▸ Предоставленный отрывок:
%%

Рецензия на роман «Самый лучший пионер: Том второй»

Противный пионер СССР
Как автор представляет себе любовь:
«– Чистое, невинное существо! – неподдельно восхитился я. – Как можно в такую прелесть х*й засовывать?
– Я тебя из машины сейчас выкину, – с нежной улыбкой пообещала Виталина.
– Не, – отмахнулся я и пристегнулся.»
Это, на минуточку, говорит 14-летний пацан, общаясь с приставленной к нему офицером КГБ.
А вот финал:
«– Больно? – спросил я, уложив уже голую девушку на диван, себя – сверху, а руку – на ее шрам.
– Меня можно трогать везде! – разрешила она.
Неловкая пауза на ФРГшные технологии…
– Мне было немножко больно и немножко приятно, – развела руками Виталина, чмокнула меня в губы и пошла в ванную.
Ох уж этот малолетний организм.»
Кроме того старпер, попавший в организм двенадцатилетнего пионера, пишет книги (ворует), сочиняет (ворует) песни и классическую музыку, разыскивает месторождения золота и других ценных металлов, ловит воров и сажает в тюрьму первых секретарей КПСС; мимоходом убивает Леонида Ильича Брежнева (вместе с водителем); рассыпает рестораторам уникальные рецепты тортов и салато; параллельно является сыном Андропова, которым управляет и которого воспитывает; снисходительно принимает на дому Судоплатовых, Магомаевых, Хилей и прочих сильных мира СССР. Все Зыкины в очередь выстраиваются, а Фурцева прижимает к коммунистической груди.
«…нас почтили своим коротким визитом («много дел» же) сама Фурцева, еще более «сам» Министр обороны Гречко (Судоплатов же «папа» спецназа в изрядной степени, и в армии его ух как уважают) и совершенно неожиданный для меня Гришин – все сказали по длинному тосту с пожеланиями всякого хорошего молодым, выпили-закусили и свалили, оставив нас с гостями «попроще», в виде моих знакомых деятелей культуры во главе с Полевым. Да даже Федин приперся, который глава Союза писателей – вот он мне прямо не понравился, в первую встречу-то толком не получилось пообщаться. Подлизывается, да, почти даже лебезит. Перед ребенком, мать его! Потихоньку буду думать, как его убрать и заменить, например, на Шолохова – классик умрет аж в 84 году, значит должность потянет. Если захочет, конечно.»

%%

▸ Приведённый материал:
%%

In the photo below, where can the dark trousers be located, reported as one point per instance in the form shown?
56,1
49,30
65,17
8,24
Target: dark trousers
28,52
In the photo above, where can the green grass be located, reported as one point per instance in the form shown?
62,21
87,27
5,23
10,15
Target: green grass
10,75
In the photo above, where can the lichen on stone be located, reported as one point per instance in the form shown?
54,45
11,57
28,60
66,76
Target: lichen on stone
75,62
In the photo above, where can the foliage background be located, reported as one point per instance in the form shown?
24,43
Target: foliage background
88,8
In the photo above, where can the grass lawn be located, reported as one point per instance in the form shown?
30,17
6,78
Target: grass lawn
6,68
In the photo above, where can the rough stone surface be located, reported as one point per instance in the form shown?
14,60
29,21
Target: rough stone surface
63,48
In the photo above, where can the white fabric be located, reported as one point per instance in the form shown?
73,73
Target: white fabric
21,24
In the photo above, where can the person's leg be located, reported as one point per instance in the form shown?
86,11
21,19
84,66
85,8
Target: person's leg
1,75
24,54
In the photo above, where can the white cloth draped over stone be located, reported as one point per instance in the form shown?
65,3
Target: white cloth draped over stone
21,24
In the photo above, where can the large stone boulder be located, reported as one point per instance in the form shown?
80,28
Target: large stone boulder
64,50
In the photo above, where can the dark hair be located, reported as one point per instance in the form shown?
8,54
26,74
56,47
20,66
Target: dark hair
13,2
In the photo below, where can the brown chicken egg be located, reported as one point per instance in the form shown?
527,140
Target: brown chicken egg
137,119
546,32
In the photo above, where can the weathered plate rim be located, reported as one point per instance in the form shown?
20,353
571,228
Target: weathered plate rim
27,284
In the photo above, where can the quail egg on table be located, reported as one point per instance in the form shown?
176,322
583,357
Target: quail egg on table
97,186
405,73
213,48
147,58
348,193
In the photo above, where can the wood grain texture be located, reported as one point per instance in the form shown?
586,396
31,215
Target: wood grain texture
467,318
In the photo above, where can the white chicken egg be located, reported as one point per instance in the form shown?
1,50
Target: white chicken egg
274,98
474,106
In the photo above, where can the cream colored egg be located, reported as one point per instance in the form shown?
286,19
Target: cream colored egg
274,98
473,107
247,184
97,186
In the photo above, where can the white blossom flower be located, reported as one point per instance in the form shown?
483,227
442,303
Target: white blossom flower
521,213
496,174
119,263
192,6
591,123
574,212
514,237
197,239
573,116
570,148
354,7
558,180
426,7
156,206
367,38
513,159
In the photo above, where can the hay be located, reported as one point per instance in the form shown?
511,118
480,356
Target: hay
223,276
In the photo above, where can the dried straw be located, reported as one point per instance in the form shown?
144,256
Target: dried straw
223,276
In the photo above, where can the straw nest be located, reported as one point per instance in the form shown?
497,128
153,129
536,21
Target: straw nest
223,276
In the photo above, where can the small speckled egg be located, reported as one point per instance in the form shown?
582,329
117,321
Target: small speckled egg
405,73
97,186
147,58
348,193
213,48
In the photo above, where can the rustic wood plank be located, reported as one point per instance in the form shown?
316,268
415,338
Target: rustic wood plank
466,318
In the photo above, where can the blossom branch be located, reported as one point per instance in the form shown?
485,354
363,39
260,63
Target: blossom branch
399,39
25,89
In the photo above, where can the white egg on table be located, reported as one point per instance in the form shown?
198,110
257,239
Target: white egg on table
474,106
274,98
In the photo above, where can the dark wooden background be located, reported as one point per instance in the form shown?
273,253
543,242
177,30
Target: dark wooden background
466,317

%%

▸ Условие задания:
Переведите на английский язык предложение из отрывка: «Все Зыкины в очередь выстраиваются, а Фурцева прижимает к коммунистической груди». Этот материал самостоятелен и с отрывком не связан.

▸ Решение задачи:
All the Zykinas line up, and Furtseva presses him to her communist bosom.